::: Records for the task :::

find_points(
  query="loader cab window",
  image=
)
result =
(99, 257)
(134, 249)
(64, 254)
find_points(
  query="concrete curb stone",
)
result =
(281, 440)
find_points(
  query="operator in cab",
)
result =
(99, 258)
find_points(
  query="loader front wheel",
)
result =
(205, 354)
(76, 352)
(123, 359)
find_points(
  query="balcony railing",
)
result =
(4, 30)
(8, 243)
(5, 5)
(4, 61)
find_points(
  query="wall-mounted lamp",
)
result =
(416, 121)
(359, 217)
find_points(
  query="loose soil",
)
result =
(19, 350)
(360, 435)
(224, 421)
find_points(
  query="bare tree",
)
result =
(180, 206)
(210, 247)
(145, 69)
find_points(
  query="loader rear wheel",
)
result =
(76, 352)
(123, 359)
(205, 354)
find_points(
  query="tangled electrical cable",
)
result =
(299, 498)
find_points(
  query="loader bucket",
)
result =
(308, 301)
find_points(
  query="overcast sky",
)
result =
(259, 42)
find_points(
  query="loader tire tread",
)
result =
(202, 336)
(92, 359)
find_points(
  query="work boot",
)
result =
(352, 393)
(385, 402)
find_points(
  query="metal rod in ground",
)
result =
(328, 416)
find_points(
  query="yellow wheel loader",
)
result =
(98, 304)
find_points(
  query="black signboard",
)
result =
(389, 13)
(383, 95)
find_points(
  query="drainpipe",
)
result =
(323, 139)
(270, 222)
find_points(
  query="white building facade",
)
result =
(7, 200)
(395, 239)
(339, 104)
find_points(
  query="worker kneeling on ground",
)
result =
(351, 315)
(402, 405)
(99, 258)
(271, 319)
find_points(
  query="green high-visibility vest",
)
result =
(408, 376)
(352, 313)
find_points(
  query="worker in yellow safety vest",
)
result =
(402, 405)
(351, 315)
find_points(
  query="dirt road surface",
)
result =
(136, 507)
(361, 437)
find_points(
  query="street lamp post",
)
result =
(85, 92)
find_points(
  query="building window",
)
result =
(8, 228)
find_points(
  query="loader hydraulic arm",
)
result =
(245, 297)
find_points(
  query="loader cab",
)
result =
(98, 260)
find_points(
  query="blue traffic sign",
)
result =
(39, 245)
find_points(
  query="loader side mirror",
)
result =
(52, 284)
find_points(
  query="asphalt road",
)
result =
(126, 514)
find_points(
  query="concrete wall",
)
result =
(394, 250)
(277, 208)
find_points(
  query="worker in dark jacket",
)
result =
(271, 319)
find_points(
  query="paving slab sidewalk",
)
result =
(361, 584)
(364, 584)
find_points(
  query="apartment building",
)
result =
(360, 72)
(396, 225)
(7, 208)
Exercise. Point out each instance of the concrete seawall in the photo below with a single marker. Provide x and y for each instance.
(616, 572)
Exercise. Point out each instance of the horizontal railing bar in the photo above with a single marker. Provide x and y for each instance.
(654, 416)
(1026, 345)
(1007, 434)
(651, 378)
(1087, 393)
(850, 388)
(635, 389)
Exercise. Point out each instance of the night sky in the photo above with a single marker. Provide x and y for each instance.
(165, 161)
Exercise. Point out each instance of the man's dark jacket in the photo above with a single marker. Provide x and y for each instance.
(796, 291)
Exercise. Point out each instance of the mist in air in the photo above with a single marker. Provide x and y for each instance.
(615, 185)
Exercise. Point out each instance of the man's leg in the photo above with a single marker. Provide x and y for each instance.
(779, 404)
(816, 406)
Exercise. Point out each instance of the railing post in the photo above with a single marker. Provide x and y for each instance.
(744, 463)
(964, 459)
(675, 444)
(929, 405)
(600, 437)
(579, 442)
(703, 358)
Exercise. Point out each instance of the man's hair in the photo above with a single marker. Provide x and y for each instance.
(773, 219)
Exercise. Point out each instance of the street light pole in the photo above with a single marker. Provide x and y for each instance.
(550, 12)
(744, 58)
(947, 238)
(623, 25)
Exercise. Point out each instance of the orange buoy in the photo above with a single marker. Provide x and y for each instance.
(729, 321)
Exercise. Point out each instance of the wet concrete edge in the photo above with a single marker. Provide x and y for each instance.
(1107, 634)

:::

Say how many lines in the entries include the string "building", and write nothing besides that number.

3